### SOURCE DOCUMENT
In cases where there are very few infected individuals, a group pre-screening tool can be derived from the COVID-19 OVBM model to accurately alert infected groups while avoiding false-positives as illustrated in the graph. With the current accuracy, shown in blue, a threshold of 3 positives in a group of 25 are required so that only 1% of groups of 25 with no cases are falsely labelled and therefore unnecessarily tested via expensive biological tests. In other words, in a campus with 2500 yet uninfected students, only 25 will have to be tested with biological methods until 3 people in a class of 25 catch the virus, in which case the screening will alert of the outbreak. The x-axis shows how the required number of positives in a group, 3 in this example, drops if the COVID-19 model accuracy improves. Each line shows percent of groups of 25 people falsely tagged with COVID-19 with a minimum number of COVID-19 positives in it. As a second example, assume a country like New Zealand, with very few COVID-19 cases, wanted to screen for new early outbreaks and to do so tested 50M inhabitants using a PCR or serology test with 99% specificity. The country would purchase 50M tests and obtain 500 000 false-positives. Meanwhile, assume a group test yielding a 99.9% test accuracy was used, i.e. requiring 5 positives instead of 3 in the example above. Of the, 2M groups of 25, only 2000 groups would be falsely tagged or 50 000 people. Hence, 0.1% of the cost and 0.1% of the false positives otherwise. The value of this group testing tool is that it enables organizations and countries to pre-screen its whole population daily, and rapidly locate incipiently infected groups, without the necessity of using an expensive PCR or serology test on each inhabitant.

### REQUIRED WORK
Extend the passage on COVID-19 group pre-screening, beginning right after its final sentence. The data comes from a source unrelated to the text above.

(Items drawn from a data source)
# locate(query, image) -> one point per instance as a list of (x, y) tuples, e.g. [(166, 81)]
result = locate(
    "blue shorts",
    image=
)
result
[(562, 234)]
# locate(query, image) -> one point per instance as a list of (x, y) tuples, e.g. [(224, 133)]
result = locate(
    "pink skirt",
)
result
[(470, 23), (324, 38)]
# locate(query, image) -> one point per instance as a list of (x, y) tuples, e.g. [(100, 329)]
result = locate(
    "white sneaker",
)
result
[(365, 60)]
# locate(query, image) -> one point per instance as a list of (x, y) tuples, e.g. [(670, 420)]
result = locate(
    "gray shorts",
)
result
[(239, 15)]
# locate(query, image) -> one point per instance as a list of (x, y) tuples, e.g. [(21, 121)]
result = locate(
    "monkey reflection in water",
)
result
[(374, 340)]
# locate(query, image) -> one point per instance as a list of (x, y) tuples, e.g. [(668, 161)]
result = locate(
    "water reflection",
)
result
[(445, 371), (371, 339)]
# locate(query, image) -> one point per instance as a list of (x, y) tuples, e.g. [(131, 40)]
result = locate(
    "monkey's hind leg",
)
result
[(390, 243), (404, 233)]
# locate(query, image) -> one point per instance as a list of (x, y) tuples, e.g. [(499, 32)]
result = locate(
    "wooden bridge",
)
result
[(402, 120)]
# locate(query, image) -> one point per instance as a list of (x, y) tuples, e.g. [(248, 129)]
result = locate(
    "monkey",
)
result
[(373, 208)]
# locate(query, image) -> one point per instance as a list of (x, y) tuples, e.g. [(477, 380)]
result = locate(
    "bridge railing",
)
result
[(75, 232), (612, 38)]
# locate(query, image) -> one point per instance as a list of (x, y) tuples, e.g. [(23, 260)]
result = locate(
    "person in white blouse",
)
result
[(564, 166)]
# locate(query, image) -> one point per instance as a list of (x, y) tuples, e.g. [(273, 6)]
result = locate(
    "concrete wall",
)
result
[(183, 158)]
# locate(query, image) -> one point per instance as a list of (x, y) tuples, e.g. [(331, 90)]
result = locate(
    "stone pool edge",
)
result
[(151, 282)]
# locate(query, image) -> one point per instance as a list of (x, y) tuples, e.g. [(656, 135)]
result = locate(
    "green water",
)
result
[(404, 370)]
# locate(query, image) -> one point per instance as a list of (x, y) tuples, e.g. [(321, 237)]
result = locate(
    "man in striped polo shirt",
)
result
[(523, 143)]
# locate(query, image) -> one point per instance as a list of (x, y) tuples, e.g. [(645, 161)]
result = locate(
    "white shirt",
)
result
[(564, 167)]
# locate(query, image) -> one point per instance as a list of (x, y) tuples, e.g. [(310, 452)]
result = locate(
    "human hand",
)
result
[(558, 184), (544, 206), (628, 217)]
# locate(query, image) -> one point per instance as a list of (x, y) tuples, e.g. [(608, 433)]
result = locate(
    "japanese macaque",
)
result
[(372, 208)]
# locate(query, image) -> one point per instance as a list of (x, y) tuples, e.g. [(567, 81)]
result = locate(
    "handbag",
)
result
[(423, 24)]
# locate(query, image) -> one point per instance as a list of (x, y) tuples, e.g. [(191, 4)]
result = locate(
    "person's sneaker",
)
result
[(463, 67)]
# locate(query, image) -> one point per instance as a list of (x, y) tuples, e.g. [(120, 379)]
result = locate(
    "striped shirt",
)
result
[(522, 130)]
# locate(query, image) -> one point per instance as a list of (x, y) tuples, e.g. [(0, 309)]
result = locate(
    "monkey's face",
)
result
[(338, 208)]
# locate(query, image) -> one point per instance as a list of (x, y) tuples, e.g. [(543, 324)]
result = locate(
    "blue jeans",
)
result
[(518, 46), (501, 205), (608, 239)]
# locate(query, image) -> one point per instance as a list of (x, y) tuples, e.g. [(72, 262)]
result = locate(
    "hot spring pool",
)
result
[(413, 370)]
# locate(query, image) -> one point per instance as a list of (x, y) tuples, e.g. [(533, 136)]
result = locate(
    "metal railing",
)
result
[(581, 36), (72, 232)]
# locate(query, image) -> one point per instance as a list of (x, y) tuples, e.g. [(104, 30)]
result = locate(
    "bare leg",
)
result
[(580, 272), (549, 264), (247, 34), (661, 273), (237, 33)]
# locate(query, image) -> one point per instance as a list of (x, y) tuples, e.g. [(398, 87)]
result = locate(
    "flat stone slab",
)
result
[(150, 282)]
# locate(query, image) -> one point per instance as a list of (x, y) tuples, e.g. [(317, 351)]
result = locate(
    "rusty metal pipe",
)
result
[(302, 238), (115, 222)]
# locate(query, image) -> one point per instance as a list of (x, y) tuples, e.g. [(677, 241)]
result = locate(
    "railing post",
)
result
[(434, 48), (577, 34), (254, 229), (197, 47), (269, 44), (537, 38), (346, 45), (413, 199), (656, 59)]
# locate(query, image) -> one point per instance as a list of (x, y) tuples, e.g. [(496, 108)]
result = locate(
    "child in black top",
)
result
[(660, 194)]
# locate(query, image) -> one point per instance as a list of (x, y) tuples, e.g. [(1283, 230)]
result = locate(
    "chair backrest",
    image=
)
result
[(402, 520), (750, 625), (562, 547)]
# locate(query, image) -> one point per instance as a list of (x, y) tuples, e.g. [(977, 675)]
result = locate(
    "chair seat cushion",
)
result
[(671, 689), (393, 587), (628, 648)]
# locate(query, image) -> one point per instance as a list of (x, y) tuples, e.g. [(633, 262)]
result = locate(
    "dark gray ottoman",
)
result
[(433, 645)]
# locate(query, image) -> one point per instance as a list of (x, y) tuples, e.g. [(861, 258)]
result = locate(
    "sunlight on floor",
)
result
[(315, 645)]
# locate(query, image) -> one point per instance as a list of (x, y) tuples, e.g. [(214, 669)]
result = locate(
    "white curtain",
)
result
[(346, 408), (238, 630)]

### RESPONSE TO THIS EXERCISE
COVID-19 test in countries where PCR/serology testing is not possible: The availability of COVID-19 tests worldwide is far from evenly distributed. “Even where there is enough money, many African health authorities are unable to obtain the supplies needed as geopolitically powerful countries mobilise economic, political, and strategic power to procure stocks for their populations” [43]. This pre-screening tool has the potential to bring large-scale detection to areas of the world were testing is too expensive or logistically complex, essential to halt the spread of the disease worldwide.

V. Conclusion

We have created an AI pre-screening test that discriminates 98.5% COVID-19 positives from a forced-cough recording, including 100% of asymptomatics, at essentially no cost and with an accompanying saliency map for longitudinal explainability.

A group outbreak detection tool could be derived from this model to pre-screen whole-populations on a daily basis, while avoiding the cost of testing each inhabitant, especially important in low-incidence areas where the required post-test confinement is harder to justify. Figure 4 shows that by deriving the COVID-19 cough discrimination model for a group test, it can correctly detect the presence of COVID-19 in 99.9% of groups of 25 people with 5 positives, and 95% of groups with 3 positives.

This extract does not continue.